(Location labeling records)

##############################

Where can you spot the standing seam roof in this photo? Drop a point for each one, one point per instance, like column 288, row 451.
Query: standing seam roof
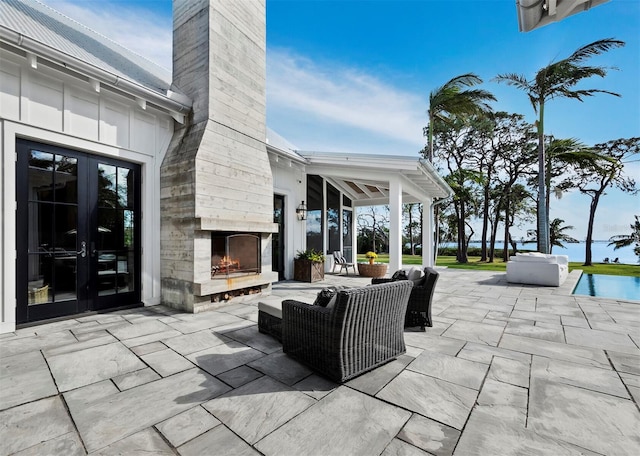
column 53, row 29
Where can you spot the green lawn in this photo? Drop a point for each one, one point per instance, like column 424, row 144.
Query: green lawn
column 474, row 263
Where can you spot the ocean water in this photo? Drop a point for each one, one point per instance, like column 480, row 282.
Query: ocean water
column 576, row 251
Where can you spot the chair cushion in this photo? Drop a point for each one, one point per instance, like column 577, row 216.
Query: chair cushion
column 399, row 275
column 324, row 296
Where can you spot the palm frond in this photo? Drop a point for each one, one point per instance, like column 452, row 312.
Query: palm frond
column 595, row 48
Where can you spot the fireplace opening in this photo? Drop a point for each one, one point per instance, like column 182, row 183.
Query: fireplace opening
column 234, row 254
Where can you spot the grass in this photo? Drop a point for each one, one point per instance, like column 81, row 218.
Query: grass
column 474, row 263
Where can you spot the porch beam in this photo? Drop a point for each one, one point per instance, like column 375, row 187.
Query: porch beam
column 395, row 224
column 428, row 255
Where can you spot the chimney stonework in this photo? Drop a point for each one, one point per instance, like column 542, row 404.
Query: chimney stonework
column 216, row 174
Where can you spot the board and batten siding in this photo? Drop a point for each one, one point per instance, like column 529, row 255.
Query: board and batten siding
column 48, row 105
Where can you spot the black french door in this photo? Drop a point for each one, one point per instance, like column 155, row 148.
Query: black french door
column 277, row 239
column 78, row 232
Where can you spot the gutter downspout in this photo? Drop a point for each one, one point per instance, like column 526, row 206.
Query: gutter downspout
column 172, row 101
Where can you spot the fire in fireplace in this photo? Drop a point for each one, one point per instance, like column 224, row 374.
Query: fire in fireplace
column 234, row 254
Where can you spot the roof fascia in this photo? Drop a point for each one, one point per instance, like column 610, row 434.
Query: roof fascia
column 174, row 102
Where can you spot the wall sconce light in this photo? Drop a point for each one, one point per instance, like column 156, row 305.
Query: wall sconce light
column 301, row 211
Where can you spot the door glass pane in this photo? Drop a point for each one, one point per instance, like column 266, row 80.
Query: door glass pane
column 107, row 186
column 125, row 187
column 129, row 239
column 314, row 212
column 347, row 235
column 40, row 227
column 66, row 179
column 333, row 218
column 40, row 176
column 40, row 279
column 107, row 273
column 124, row 280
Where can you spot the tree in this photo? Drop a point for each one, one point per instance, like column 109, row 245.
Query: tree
column 373, row 231
column 608, row 172
column 561, row 154
column 450, row 101
column 558, row 80
column 509, row 156
column 458, row 143
column 557, row 233
column 412, row 225
column 624, row 240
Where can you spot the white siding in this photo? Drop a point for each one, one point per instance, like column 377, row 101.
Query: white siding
column 45, row 105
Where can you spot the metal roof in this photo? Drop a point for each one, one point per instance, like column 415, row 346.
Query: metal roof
column 533, row 14
column 32, row 19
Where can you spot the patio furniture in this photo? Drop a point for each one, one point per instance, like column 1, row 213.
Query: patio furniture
column 419, row 306
column 538, row 269
column 340, row 260
column 359, row 330
column 372, row 270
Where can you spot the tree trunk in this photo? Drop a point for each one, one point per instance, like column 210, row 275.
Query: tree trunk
column 543, row 222
column 462, row 251
column 485, row 223
column 505, row 250
column 592, row 215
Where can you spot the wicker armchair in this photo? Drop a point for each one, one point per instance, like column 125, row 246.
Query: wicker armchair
column 360, row 332
column 419, row 307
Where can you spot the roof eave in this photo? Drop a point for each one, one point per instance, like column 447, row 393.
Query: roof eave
column 173, row 102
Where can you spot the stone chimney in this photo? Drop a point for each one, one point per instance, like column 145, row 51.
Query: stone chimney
column 216, row 177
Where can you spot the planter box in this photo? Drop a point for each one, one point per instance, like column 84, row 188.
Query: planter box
column 372, row 270
column 308, row 271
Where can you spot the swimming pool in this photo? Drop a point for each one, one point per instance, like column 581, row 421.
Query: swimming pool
column 606, row 286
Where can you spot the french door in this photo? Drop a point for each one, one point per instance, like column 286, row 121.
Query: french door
column 277, row 239
column 78, row 232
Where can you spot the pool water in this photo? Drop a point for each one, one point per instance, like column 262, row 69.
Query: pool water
column 606, row 286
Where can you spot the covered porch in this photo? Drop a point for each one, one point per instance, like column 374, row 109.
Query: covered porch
column 372, row 180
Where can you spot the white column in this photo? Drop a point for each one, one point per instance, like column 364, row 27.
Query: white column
column 395, row 225
column 427, row 233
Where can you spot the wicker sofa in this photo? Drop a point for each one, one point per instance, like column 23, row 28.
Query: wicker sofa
column 419, row 307
column 360, row 331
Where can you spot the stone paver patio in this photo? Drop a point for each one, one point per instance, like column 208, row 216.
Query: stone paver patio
column 505, row 370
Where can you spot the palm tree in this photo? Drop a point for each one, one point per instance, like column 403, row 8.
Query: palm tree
column 450, row 100
column 562, row 153
column 624, row 240
column 558, row 80
column 557, row 235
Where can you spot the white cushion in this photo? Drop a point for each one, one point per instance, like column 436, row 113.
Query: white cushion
column 414, row 273
column 271, row 306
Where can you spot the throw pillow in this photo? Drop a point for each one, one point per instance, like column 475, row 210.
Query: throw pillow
column 324, row 296
column 414, row 274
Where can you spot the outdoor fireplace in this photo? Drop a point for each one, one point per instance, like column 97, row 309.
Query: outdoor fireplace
column 234, row 254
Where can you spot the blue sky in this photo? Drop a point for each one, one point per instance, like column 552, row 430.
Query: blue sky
column 355, row 75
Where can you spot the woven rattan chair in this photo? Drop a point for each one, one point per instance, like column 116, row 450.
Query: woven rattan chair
column 341, row 261
column 361, row 331
column 419, row 307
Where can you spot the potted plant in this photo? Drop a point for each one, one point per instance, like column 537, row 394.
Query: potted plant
column 371, row 256
column 308, row 266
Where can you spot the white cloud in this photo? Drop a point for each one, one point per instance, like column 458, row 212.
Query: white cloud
column 345, row 97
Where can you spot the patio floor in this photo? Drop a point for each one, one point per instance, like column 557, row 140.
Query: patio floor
column 505, row 370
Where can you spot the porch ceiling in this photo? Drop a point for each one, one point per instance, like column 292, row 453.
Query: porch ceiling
column 365, row 178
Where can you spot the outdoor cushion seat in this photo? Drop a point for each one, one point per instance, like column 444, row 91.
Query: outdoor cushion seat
column 419, row 307
column 360, row 331
column 538, row 269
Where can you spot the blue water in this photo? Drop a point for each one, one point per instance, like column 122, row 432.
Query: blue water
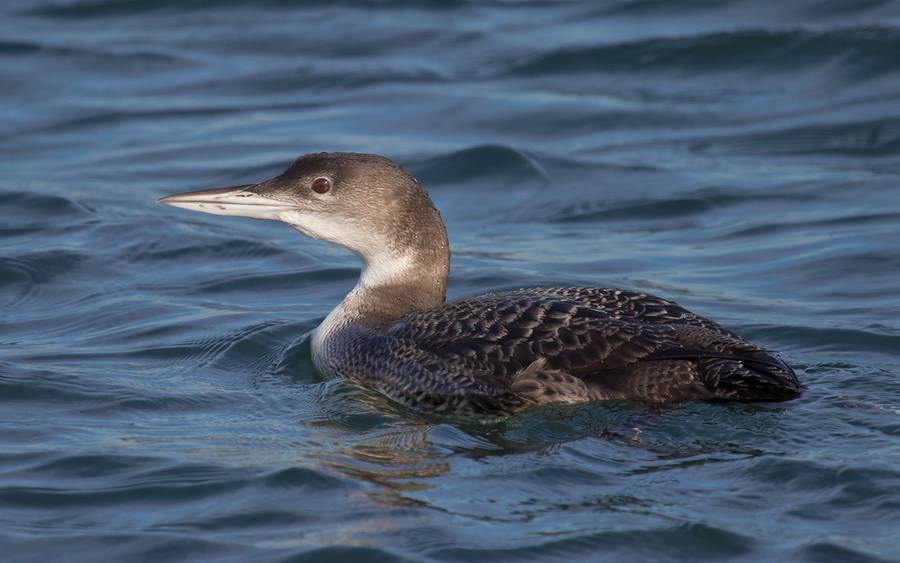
column 157, row 400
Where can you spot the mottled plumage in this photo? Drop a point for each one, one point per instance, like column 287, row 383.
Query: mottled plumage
column 495, row 353
column 502, row 352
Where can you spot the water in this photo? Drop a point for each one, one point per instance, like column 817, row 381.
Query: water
column 157, row 400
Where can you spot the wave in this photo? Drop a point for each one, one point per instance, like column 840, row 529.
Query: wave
column 864, row 52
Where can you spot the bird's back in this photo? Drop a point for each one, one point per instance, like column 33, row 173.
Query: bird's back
column 573, row 344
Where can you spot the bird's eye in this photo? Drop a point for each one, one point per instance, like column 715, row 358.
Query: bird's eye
column 321, row 185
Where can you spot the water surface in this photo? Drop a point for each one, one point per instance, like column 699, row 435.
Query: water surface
column 157, row 400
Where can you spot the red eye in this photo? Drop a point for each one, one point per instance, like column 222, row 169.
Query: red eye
column 321, row 185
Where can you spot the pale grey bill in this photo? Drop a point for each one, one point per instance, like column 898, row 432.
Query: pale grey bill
column 238, row 201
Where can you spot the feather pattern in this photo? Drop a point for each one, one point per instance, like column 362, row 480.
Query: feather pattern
column 502, row 352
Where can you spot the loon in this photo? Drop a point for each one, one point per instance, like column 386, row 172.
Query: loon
column 496, row 353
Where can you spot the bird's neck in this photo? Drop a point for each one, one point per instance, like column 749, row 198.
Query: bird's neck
column 394, row 283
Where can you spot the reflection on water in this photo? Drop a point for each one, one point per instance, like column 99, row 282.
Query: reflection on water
column 157, row 400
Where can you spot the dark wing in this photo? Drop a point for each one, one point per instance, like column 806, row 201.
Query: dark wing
column 624, row 343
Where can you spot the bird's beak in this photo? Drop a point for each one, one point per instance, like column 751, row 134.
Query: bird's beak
column 241, row 201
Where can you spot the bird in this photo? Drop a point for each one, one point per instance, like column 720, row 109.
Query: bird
column 495, row 353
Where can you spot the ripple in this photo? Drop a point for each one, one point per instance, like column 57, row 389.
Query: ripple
column 695, row 541
column 861, row 53
column 501, row 164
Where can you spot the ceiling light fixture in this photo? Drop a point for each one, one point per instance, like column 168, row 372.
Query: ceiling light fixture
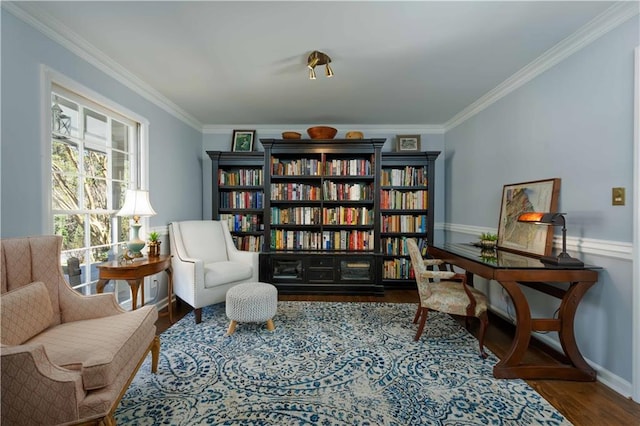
column 318, row 58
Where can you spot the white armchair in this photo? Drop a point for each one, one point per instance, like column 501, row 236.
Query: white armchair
column 206, row 263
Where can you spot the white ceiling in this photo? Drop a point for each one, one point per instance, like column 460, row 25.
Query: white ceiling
column 395, row 63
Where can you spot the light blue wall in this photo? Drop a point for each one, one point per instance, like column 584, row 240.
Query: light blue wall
column 575, row 122
column 174, row 148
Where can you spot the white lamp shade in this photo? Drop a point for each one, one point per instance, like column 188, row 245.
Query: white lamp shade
column 136, row 204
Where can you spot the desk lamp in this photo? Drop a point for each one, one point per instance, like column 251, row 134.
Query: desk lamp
column 553, row 219
column 136, row 205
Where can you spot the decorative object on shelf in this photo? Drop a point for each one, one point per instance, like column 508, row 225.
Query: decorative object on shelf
column 322, row 132
column 354, row 135
column 488, row 240
column 518, row 198
column 291, row 135
column 243, row 140
column 136, row 205
column 553, row 219
column 318, row 58
column 154, row 244
column 408, row 143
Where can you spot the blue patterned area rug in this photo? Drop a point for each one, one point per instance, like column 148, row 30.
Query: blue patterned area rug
column 327, row 364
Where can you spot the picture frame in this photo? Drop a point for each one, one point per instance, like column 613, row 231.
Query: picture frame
column 518, row 198
column 408, row 142
column 243, row 140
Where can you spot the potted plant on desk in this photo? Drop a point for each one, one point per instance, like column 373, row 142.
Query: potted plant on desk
column 154, row 244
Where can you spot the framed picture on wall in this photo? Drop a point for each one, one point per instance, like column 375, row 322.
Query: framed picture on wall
column 518, row 198
column 243, row 140
column 408, row 143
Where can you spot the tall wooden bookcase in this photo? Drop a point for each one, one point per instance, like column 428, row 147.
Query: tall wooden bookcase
column 334, row 215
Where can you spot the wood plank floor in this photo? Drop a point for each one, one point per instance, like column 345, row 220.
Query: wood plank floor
column 584, row 404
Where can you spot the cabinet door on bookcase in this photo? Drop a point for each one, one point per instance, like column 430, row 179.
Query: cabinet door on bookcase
column 406, row 212
column 238, row 196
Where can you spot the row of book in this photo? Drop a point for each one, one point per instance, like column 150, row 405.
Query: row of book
column 353, row 240
column 404, row 223
column 243, row 222
column 407, row 176
column 240, row 177
column 294, row 192
column 393, row 199
column 241, row 200
column 347, row 191
column 249, row 242
column 397, row 246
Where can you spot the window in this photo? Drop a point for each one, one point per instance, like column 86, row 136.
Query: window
column 94, row 159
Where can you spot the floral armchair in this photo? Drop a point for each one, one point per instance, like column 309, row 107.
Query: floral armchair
column 65, row 358
column 445, row 291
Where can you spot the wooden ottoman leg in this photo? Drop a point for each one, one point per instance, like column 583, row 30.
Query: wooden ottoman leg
column 232, row 327
column 270, row 325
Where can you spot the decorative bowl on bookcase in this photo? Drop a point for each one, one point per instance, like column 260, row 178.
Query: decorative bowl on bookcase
column 322, row 132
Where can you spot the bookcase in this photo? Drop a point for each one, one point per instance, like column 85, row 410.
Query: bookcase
column 406, row 203
column 328, row 216
column 238, row 196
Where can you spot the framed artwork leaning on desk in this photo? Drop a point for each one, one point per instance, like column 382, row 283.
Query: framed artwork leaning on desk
column 517, row 198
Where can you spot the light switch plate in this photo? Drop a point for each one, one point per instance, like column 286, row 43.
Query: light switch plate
column 617, row 197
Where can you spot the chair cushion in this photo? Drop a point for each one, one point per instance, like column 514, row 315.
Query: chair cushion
column 449, row 296
column 219, row 273
column 99, row 348
column 26, row 312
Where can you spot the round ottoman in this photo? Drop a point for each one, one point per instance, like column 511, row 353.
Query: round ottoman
column 251, row 302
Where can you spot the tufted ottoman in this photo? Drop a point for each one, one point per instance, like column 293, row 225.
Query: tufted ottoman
column 251, row 302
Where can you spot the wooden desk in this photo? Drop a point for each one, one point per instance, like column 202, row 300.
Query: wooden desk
column 511, row 271
column 134, row 272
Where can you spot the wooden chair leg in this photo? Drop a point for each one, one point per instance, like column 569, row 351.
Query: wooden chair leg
column 232, row 327
column 155, row 354
column 417, row 317
column 423, row 320
column 484, row 322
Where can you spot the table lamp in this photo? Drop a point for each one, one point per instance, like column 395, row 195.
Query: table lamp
column 553, row 219
column 136, row 205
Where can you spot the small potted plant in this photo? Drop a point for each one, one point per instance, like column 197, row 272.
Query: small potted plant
column 154, row 244
column 488, row 240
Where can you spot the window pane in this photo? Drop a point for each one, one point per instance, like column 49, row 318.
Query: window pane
column 95, row 126
column 64, row 192
column 100, row 226
column 64, row 156
column 95, row 194
column 71, row 228
column 120, row 136
column 95, row 163
column 120, row 166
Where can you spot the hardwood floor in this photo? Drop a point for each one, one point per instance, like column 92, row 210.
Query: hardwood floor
column 584, row 404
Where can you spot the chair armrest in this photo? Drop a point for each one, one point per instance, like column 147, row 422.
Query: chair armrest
column 77, row 307
column 32, row 386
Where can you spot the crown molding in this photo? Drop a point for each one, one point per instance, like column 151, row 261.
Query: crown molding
column 68, row 39
column 382, row 129
column 596, row 28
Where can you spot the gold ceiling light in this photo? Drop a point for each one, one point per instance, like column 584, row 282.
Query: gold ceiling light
column 318, row 58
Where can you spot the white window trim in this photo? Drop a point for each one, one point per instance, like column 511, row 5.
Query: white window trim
column 48, row 77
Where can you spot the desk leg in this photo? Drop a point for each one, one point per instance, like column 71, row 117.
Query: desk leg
column 134, row 285
column 566, row 314
column 169, row 272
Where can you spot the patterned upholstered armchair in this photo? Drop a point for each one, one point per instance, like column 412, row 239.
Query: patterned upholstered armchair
column 66, row 358
column 445, row 291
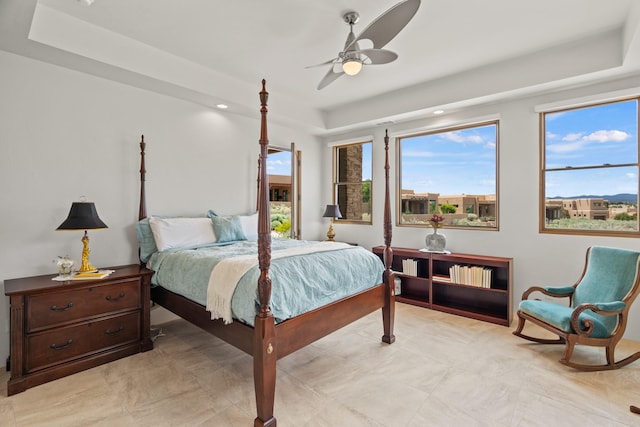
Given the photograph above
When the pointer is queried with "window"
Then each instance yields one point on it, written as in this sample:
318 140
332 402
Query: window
451 172
589 169
352 181
283 167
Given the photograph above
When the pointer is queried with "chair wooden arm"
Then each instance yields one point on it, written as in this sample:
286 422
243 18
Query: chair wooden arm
559 292
606 309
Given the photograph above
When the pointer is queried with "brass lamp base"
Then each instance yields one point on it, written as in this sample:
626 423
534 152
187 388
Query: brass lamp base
85 266
330 233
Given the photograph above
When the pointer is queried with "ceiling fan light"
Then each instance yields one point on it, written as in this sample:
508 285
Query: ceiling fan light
351 67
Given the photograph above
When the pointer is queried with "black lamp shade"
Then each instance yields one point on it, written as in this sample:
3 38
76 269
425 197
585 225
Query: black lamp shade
332 211
82 216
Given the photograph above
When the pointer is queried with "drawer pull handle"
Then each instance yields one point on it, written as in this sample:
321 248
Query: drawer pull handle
61 347
56 308
110 332
118 298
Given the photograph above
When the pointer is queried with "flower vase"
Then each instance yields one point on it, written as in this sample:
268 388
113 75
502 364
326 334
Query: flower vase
436 242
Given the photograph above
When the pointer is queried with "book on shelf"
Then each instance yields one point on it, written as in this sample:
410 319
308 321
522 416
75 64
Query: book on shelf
441 278
410 267
471 275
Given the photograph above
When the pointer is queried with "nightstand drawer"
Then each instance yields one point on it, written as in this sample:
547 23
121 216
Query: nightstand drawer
63 344
49 310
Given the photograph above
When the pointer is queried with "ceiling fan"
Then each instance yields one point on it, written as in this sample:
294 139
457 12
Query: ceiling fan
379 32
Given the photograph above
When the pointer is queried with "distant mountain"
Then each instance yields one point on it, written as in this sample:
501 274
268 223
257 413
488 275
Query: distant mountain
616 198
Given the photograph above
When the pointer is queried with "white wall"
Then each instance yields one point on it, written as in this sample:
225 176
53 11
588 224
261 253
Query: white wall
539 259
65 134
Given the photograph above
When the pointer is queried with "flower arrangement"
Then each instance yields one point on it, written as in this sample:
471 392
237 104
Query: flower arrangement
437 221
65 265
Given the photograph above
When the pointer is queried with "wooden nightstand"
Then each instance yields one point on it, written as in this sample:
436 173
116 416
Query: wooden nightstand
60 328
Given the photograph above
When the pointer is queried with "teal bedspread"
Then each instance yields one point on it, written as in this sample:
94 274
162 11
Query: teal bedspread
299 283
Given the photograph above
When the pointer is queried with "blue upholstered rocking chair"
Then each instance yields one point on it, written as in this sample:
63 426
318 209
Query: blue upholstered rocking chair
598 306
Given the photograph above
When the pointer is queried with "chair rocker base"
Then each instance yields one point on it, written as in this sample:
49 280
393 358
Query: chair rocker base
571 340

##############################

[WRITTEN TASK]: Render the material above as a numbered list, from its start through the line containing "column 595, row 48", including both ends and omitting blank lines. Leave the pictures out of the list.

[RESULT BELOW]:
1. Where can you spot the standing seam roof in this photo? Drop a point for each one, one point per instance, like column 288, row 451.
2. Query: standing seam roof
3. column 53, row 29
4. Where can you spot the green lawn in this photo? Drop a point for each one, one point per instance, like column 424, row 144.
5. Query: green lawn
6. column 474, row 263
7. Where can you spot the ocean water in this photo? Drop a point for each one, one point per instance, like column 480, row 282.
8. Query: ocean water
9. column 576, row 251
10. Where can you spot the chair cushion in this photo? Drop a point for each one, one point per instance, like column 577, row 216.
11. Query: chair cushion
12. column 399, row 275
13. column 324, row 296
14. Where can you spot the palm frond in this photo? Drop a point for each one, one point per instance, like column 452, row 312.
15. Query: palm frond
16. column 595, row 48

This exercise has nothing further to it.